> **Excerpted passage**
The probability that a random variable X falls within an interval (X_{1}, X_{2}] is given by \operatorname{P}(x_{1} < X \leq x_{2}) = \operatorname{P}(X \leq x_{2}) - \operatorname{P}(X \leq x_{1}).

Figure 4: If you subtract the area to the left of x_{1} to the area that is to the left of x_{2} you obtain the probability of x_{1} < X \leq x_{2}.

Example 3 Suppose that X \sim \mathcal{N}(\mu, \sigma^{2}) with \mu = 10 and \sigma = 25. What is the probability that 2 < X \leq 14? \begin{aligned} \operatorname{P}(X \leq 14) & = \operatorname{P}\left( Z \leq \tfrac{14 - 10}{25} \right) \\ & = \mathop{\Phi}(0.16) \\ & = 0.5636, \\ \operatorname{P}(X \leq 2) & = \operatorname{P}\left( Z \leq \tfrac{2 - 10}{25} \right) \\ & = \mathop{\Phi}(-0.32) \\ & = 0.3745. \end{aligned} Therefore, \operatorname{P}(2 < X \leq 14) = 0.5636 - 0.3745 = 0.1891.

The Lognormal Distribution

If X \sim \mathcal{N}(\mu, \sigma^{2}), then Y = e^{X} is said to be lognormally distributed with the same parameters. The pdf of a lognormally distributed random variable Y can be obtained from the pdf of X.

Figure 5: The figure shows the difference between a normal and a lognormal PDF with the same parameters.
Lognormal Density

If Y is lognormally distributed with parameters \mu and \sigma^{2}, the PDF of Y is given by: f(y) = \frac{1}{y \sqrt{2 \pi \sigma^{2}}} e^{-\frac{(\ln(y) - \mu)^{2}}{2 \sigma^{2}}}.

> **Record excerpts**
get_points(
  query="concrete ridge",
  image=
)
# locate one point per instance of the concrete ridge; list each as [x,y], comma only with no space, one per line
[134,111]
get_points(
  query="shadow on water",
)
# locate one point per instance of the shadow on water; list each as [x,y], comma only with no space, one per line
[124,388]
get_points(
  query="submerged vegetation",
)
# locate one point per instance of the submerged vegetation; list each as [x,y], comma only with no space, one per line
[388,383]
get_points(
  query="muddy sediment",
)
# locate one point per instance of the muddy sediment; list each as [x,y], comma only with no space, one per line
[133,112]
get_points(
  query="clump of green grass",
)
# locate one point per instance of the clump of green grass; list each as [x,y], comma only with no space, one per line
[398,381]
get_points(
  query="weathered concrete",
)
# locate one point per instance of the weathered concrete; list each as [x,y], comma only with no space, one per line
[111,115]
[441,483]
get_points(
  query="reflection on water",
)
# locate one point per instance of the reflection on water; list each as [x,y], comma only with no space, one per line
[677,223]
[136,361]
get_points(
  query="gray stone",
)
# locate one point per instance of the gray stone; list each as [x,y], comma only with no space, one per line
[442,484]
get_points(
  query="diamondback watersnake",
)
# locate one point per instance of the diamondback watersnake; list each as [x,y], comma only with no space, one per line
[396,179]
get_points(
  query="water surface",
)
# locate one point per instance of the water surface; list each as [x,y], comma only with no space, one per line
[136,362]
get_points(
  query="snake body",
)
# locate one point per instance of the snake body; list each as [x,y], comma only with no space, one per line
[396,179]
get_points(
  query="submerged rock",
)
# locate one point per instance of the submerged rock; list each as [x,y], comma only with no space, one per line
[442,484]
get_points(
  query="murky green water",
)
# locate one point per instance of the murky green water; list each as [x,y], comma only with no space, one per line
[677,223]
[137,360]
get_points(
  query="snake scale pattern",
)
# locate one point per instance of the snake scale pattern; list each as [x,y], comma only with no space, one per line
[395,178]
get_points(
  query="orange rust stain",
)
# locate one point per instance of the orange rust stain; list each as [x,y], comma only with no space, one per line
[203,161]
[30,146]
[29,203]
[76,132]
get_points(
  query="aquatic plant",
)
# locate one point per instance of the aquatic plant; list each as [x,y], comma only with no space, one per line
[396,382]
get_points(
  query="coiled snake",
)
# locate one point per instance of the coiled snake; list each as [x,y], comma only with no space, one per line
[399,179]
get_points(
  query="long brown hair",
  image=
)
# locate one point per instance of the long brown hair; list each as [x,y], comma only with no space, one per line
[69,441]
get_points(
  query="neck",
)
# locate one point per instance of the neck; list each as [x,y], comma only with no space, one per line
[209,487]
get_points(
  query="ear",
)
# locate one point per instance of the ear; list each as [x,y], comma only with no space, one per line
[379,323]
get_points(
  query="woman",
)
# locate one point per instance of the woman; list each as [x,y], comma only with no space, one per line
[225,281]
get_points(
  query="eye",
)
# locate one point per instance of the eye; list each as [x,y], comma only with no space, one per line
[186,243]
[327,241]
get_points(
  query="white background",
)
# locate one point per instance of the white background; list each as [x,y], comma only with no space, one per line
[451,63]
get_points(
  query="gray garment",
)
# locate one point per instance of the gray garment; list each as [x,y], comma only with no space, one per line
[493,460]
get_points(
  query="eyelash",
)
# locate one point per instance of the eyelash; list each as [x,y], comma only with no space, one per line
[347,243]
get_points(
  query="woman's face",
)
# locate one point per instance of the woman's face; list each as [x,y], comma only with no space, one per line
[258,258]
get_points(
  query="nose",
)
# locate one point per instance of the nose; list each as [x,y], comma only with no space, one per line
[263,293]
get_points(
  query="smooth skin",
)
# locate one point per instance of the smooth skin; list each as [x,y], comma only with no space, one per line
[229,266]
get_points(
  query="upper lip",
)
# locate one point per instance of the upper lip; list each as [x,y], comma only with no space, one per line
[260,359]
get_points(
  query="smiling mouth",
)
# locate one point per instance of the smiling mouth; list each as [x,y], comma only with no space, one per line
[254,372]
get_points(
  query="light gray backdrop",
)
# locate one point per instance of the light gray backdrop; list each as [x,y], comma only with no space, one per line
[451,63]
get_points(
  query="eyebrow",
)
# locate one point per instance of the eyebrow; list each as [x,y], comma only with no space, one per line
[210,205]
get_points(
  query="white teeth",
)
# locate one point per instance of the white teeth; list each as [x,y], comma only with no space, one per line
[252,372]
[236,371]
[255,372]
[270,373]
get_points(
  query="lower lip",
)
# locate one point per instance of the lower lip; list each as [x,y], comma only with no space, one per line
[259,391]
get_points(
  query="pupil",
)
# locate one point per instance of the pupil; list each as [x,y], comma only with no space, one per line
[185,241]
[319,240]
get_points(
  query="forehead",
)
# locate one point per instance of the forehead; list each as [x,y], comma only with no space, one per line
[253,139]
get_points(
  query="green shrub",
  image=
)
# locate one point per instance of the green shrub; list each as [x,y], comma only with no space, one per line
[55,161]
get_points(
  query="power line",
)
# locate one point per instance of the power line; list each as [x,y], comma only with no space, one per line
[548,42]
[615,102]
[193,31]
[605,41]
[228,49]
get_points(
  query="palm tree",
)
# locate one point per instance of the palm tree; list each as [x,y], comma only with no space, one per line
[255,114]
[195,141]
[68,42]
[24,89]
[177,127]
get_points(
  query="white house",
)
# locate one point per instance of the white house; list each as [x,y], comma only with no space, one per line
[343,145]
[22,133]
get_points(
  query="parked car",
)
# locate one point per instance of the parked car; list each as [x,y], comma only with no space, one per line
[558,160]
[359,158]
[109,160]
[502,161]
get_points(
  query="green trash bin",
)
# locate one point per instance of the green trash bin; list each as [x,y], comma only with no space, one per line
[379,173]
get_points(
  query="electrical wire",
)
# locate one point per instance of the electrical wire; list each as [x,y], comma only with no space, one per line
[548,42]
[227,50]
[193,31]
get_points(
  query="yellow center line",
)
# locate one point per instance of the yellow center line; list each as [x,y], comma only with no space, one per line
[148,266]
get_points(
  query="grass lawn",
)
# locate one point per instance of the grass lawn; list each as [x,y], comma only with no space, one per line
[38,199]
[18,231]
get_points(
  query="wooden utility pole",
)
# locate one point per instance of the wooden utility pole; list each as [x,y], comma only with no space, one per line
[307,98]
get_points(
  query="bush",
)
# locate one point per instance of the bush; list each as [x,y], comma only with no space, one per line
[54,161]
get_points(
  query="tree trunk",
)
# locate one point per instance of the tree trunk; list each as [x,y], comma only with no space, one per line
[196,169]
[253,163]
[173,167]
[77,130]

> **Aim of the exercise**
In the normal distribution excerpt, why does Example 3 get P(2 < X ≤ 14) by subtracting 0.3745 from 0.5636? Explain in one to three sentences.

> **Written reply**
The chance that X falls in an interval equals P(X ≤ x₂) minus P(X ≤ x₁). Here 0.5636 is the area to the left of 14 and 0.3745 is the area to the left of 2. Taking the smaller area away from the larger one leaves only the part between 2 and 14, which gives 0.1891.